## BEGIN Source
En este archivo puedes escribir lo que estimes conveniente. Te recomendamos detallar tu solución y todas las suposiciones que estás considerando. Aquí puedes ejecutar las funciones que definiste en los otros archivos de la carpeta src, medir el tiempo, memoria, etc.

# **Challenge LATAM AIRLINES Data Engineer**

For this challenge a data has been given, the data is about tweets from Twitter, it comes as a JSON file wich has a size of 389Mb aprox. 

At first we have to set the file into a place it can be accessed and not in the repository, by being a large file. 

I uploaded it to `Google Cloud Storage`, inside a `bucket`. From here we'll refer to `Google Cloud Storage` as `GCS`.

The files at `GCS` has a path like `"gs://{bucket_name}/{blob.name}"`. Bucket name and file is reserved by me in my `GCS` and `env file`.

I created a `.env` file where i set my enviroment variables as
- `PROJECT_ID`: The Google Cloud Platform (`GCP`) project where the bucket of `GCS` is allowed.
- `BUCKET_NAME`: The name of the `GCS` bucket
- `GCP_CREDENTIALS`: The Json content of the key to the service account in `GCP` to log into `Google Cloud`.
- `BUCKET_FOLDER_ORIGIN`: The folder inside the bucket where data is stored.

I added a python file named `json_to_dataframe.py` where i make the connection to `GCS`. 

This file has modules to get the file path and get a dataframe from the given file.

So, now that my environment is set `I can start to code!`.

At first we will get the file path from our `cloud bucket`.

In [1]:
import json_to_dataframe as jtd 
import os
import pandas as pd
import cProfile
import pstats
from memory_profiler import profile

file_path = jtd.get_gcs_path()

Logged in to GCP / GCS client
BLOBS LISTED! ----------------------
[<Blob: latam-airlines, Data/, 1710462726242408>, <Blob: latam-airlines, Data/farmers-protest-tweets.json, 1710465820905781>]
The file name is 
The file name is farmers-protest-tweets.json
BUILDING FILE PATH! ----------------------


Now that we have the file path, we can download the file to work it offline. 

First we call from jtd the method download file, this method downloads the file into folder `src/files/`. If the file already exist in the folder, it doesn't get downloaded. The method returns the local path of the json file.

With the file downloaded, the local path file is used to read the file with `pandas` and save it to parquet format (best by compression of large data) if the parquet file doesn't exist.
## END Source
## Work to do
1 - Name every environment variable that the data engineering challenge write-up sets in its .env file.
2 - Answer these from the data engineering challenge write-up:
(a) What is the approximate size of the JSON file of tweets?
(b) Into which folder does the download method save the file?
(c) To what format is the file saved after it is read with pandas?
3 - Continue the data engineering challenge write-up from its final sentence.
## BEGIN Recorded data
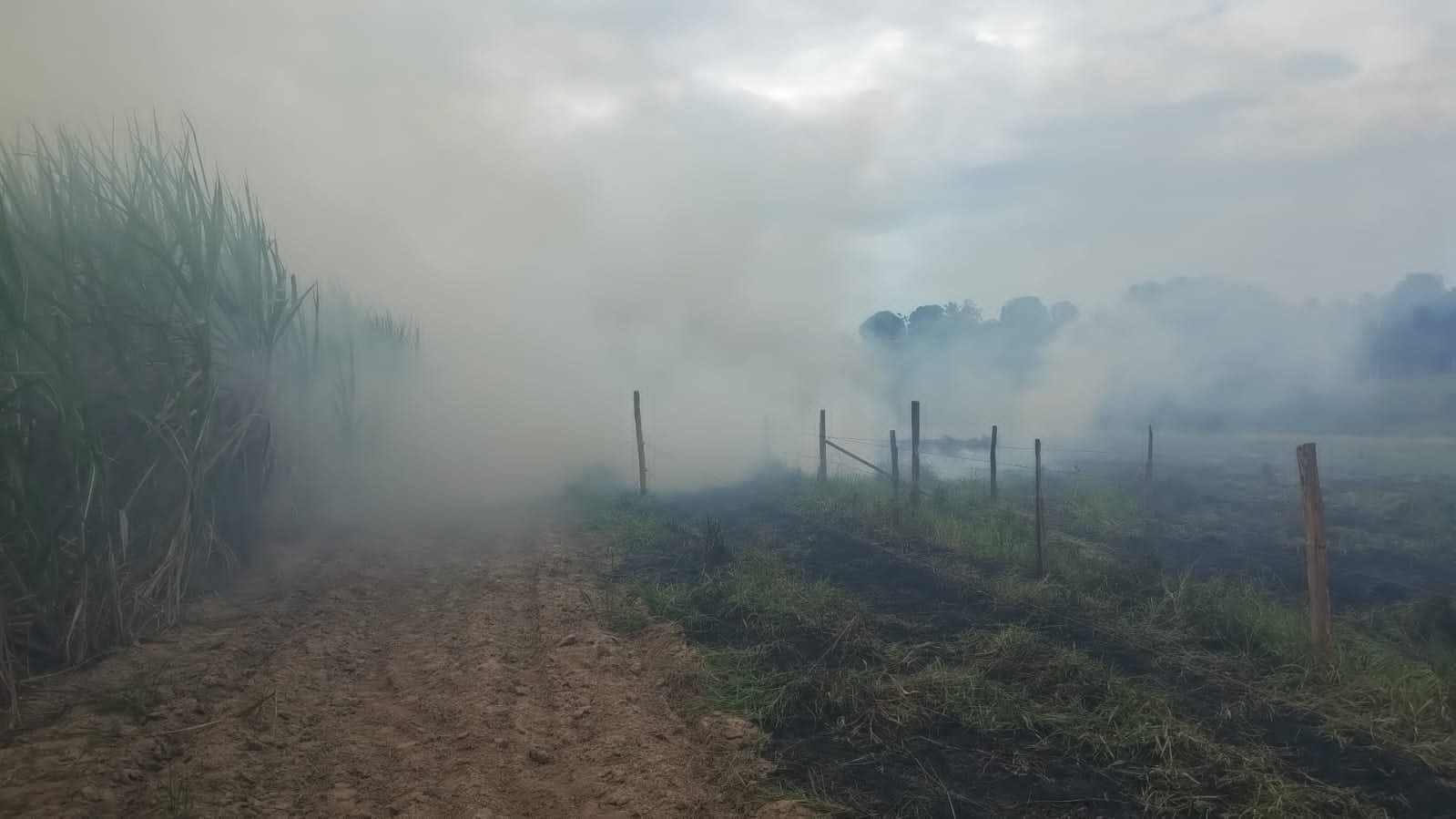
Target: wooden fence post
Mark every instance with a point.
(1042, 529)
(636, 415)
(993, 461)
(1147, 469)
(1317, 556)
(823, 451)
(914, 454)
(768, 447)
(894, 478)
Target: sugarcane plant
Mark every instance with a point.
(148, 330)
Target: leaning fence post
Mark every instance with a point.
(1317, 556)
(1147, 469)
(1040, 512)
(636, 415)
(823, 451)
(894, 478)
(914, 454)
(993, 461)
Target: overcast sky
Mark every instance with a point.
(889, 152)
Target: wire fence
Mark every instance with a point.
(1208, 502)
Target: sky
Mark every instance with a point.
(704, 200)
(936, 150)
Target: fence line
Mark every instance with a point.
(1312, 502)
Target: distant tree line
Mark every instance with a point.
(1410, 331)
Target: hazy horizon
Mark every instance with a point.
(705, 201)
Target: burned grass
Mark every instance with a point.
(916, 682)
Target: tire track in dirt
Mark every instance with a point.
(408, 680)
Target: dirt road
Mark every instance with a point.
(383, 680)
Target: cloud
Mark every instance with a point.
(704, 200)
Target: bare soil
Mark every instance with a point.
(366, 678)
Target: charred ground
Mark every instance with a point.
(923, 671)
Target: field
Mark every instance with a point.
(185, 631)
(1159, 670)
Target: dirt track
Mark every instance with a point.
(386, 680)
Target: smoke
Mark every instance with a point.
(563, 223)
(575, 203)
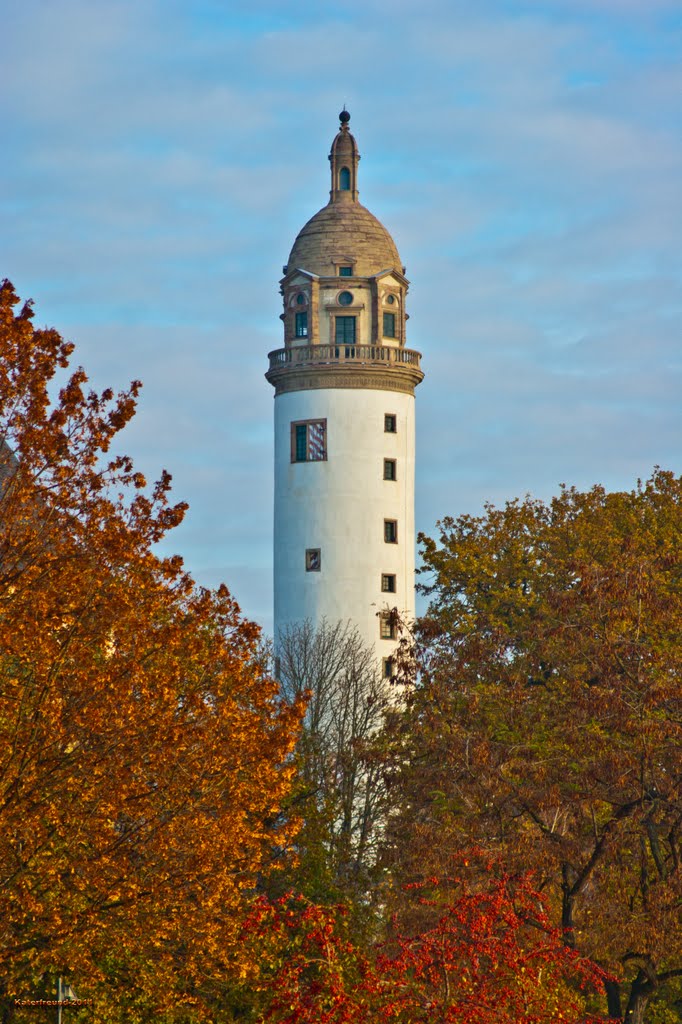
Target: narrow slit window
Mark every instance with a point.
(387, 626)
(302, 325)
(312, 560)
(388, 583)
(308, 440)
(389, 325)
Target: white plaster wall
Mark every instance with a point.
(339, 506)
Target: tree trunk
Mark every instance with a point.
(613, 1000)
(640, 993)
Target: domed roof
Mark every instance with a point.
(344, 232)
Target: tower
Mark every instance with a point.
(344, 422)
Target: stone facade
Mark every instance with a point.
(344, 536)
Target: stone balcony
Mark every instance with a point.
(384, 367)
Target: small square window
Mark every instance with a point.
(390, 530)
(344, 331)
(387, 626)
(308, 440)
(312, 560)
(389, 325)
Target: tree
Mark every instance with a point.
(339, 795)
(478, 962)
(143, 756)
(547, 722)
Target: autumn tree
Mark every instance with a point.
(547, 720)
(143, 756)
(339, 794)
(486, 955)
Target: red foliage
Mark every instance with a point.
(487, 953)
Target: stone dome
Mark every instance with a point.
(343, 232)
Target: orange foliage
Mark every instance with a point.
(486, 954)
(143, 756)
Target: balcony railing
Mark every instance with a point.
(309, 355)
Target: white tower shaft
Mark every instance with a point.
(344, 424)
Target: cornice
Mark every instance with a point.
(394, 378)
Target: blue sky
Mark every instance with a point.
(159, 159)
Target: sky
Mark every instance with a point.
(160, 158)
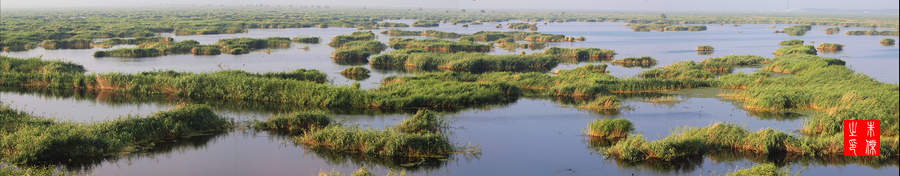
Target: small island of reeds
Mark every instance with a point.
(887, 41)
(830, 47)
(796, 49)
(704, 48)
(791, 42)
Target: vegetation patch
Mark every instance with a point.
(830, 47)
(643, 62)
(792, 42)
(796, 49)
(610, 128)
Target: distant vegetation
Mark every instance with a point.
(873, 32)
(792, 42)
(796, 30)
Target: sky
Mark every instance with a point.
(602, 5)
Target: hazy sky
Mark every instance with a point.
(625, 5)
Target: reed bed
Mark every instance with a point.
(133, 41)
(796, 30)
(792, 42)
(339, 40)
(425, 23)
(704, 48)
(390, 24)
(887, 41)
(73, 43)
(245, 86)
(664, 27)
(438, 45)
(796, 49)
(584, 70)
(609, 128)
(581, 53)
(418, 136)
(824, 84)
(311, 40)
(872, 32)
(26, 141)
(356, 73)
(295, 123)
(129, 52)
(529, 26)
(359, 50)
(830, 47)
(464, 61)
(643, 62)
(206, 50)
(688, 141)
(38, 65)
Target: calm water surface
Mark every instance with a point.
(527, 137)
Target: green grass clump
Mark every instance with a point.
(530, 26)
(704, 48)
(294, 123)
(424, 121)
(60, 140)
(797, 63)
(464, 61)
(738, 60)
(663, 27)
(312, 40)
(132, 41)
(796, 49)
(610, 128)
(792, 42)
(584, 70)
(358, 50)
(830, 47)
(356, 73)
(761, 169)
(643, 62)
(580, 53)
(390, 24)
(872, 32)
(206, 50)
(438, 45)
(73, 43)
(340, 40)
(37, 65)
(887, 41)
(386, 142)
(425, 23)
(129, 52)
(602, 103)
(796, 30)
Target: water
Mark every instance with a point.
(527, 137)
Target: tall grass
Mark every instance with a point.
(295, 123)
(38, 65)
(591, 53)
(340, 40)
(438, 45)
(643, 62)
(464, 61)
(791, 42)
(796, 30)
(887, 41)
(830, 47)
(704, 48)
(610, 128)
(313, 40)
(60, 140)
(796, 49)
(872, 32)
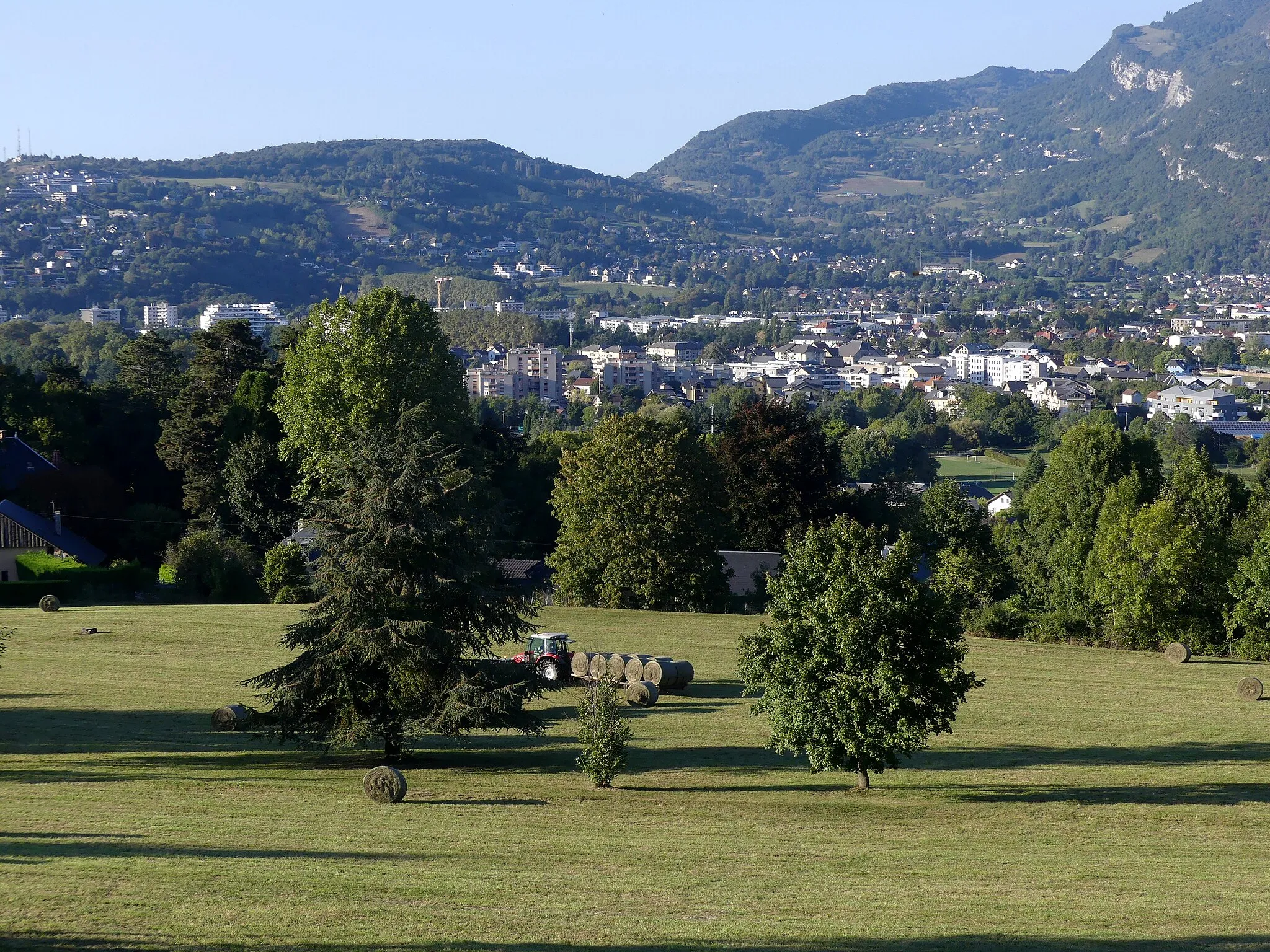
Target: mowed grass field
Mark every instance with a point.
## END Recorded data
## Responses to the exercise
1 - PROJECT_ID, BUCKET_NAME, GCP_CREDENTIALS, BUCKET_FOLDER_ORIGIN

2 -
(a) About 389Mb.
(b) src/files/
(c) Parquet.

3 -
Finally, build the parquet file path in local and save it in a variable.







In [2]:
directory_path = os.path.join(os.path.dirname(os.path.abspath("q1_memory.py")), "files")
local_json_file_path = jtd.download_file(file_path,directory_path)
df= pd.read_json(local_json_file_path, lines=True)
# Get the file name from the file path
file_name = os.path.basename(local_json_file_path)
# parquet file name
parquet_file_name = file_name.split('.')[0] + '.parquet'
# If parquet file does not exist, create a new parquet file
if not os.path.exists(os.path.join(directory_path, parquet_file_name)):
    df.to_parquet(os.path.join(directory_path, parquet_file_name),engine='auto')
    print("Parquet file created")
# Get the path of the parquet file
parquet_file_local_path = os.path.join(directory_path, parquet_file_name)
# Clear df from memory
del df

All questions receive as parameters a file_path and have two approaches, one **based on time** and the other one **based on memory**.

The time based approaches are optimal with the parquet files, by that reason we will pass as path parameter the parquet file path.



A better way to make better this comparison and questions is by using a ***database or data warehouse***, to execute querys. Personally, I use ***BigQuery*** because it computes querys in large remote cluster servers at the same time, which makes the time response short by dividing one Query in multiple sub-queries, optimizing memory and time at the same time. And can be consumed by reporting tools by connecting to data.

### ***Question/Challenge 1***

"Las top 10 fechas donde hay más tweets. Mencionar el usuario (username) que más publicaciones tiene por cada uno de esos días."

Top 10 dates where there are the most tweets. Mention the user (username) who has the most publications for each of those days.

For consulting this, we have to read the data from the file in json/parquet. 
#### **Time Approach**
I used pandas as my reader/interpreter, it returns a dataframe from the parquet file previously built.

In this module we read the parquet file using the pandas functionality .read_parquet, otherwise, i enabled the method the possibility to read json file if json file is passed as parameter.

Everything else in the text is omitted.